**DO THIS:** Rewrite the article on Richard Mills from "Richard John Mills" through "in the 1980s.", putting "pianist" in place of "percussionist".

**READING PASSAGE:**
····················

= Richard Mills (composer) =

Australian conductor and composer (born 1949)

Richard John Mills (born 14 November 1949) is an Australian conductor and composer. He was the artistic director of Victorian Opera from 2013 to 2023, and formerly artistic director of the West Australian Opera and artistic consultant with Orchestra Victoria. He was commissioned by the Victoria State Opera to write his opera Summer of the Seventeenth Doll (1996) and by Opera Australia to write the opera Batavia (2001).

==Career==
Mills was born and grew up in Toowoomba, Queensland, and went to Nudgee College in Brisbane. He studied in London with Edmund Rubbra at the Guildhall School of Music and Drama and worked as a percussionist in England and for the Tasmanian Symphony Orchestra. Mills started conducting and composing in the 1980s.

In 1988, to celebrate the Australian Bicentenary, the Australian Broadcasting Corporation (ABC) commissioned Mills to re-orchestrate Charles Williams's Majestic Fanfare, the signature tune of ABC news and television broadcasts, in a more modern, Australian idiom.

····················

**DATA EXTRACT:**
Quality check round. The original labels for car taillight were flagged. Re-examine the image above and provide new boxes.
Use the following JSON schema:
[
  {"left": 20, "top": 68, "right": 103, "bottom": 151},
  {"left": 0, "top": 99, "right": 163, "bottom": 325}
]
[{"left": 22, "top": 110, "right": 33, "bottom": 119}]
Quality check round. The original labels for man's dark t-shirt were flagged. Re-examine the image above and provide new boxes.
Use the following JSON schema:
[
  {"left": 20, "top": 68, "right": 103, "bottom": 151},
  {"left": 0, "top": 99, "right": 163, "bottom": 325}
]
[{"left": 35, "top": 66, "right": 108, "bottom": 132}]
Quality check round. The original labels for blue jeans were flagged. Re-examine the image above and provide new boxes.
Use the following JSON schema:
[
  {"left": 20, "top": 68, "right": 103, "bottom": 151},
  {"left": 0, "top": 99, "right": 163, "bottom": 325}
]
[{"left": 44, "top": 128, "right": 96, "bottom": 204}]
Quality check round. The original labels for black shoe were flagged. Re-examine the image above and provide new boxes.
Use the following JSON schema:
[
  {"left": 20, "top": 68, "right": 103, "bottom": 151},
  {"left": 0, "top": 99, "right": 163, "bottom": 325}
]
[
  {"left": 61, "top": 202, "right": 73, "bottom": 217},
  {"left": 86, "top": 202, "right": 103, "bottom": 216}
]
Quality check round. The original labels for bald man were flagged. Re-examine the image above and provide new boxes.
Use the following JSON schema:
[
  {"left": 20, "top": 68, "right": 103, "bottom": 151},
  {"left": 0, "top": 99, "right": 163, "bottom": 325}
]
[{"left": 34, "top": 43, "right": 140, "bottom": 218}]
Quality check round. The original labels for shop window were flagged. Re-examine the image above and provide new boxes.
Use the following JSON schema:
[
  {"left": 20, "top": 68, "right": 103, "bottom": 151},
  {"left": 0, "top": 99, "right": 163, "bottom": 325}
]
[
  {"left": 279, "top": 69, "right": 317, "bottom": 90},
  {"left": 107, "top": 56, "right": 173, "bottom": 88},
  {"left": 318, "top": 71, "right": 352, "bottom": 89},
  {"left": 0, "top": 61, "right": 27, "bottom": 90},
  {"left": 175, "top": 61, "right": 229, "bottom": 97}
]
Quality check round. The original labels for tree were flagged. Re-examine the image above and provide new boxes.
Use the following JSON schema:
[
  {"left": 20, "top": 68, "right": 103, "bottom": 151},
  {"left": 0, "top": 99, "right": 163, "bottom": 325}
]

····················

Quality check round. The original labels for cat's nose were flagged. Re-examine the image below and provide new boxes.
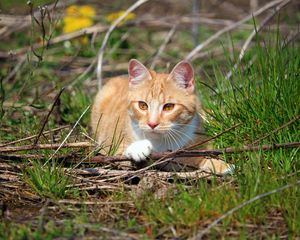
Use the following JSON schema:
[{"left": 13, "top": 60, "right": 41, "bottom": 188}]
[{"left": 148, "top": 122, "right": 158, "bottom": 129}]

····················

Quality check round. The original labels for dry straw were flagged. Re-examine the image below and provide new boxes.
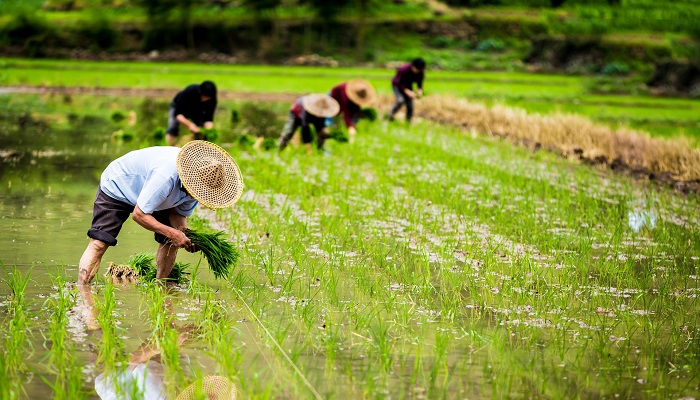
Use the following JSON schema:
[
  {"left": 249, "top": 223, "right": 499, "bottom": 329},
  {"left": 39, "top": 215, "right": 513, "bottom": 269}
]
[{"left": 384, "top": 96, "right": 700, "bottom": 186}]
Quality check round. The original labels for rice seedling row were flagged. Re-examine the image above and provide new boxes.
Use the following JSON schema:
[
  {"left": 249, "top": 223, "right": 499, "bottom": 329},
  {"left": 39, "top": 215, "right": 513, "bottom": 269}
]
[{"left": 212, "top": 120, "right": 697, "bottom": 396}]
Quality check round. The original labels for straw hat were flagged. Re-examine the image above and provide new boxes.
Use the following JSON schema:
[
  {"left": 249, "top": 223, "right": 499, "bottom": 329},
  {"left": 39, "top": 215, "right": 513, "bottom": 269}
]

····················

**FINAL RESULT:**
Richard John Mills (born 14 November 1949) is an Australian conductor and composer. He was the artistic director of Victorian Opera from 2013 to 2023, and formerly artistic director of the West Australian Opera and artistic consultant with Orchestra Victoria. He was commissioned by the Victoria State Opera to write his opera Summer of the Seventeenth Doll (1996) and by Opera Australia to write the opera Batavia (2001).

==Career==
Mills was born and grew up in Toowoomba, Queensland, and went to Nudgee College in Brisbane. He studied in London with Edmund Rubbra at the Guildhall School of Music and Drama and worked as a pianist in England and for the Tasmanian Symphony Orchestra. Mills started conducting and composing in the 1980s.